_GIVEN REQUEST_: Please render the material below as a numbered list with blank lines left out, and omit the pictures.

_MATERIAL FOR THE TASK_:

+---+

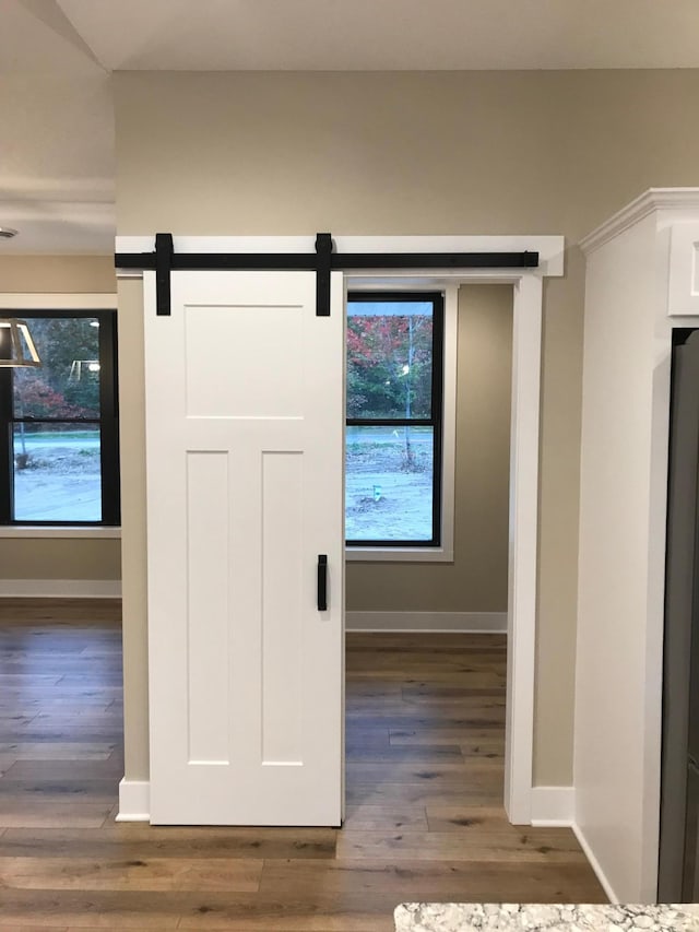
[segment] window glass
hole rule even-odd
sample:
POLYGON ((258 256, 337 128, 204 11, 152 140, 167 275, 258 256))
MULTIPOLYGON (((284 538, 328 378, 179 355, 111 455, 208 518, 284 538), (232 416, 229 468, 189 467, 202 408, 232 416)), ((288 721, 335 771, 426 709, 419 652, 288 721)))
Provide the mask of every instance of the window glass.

+---+

_CORRECT OUTPUT_:
1. [segment] window glass
2. hole rule even-odd
3. sample:
4. POLYGON ((258 256, 337 128, 204 11, 152 140, 167 275, 258 256))
5. MULTIPOLYGON (((284 538, 328 378, 179 355, 111 455, 208 518, 284 538), (232 416, 229 468, 189 467, 202 408, 232 416)), ((288 721, 335 771, 426 709, 419 652, 288 721)))
6. Provide the mask of every instance of the window glass.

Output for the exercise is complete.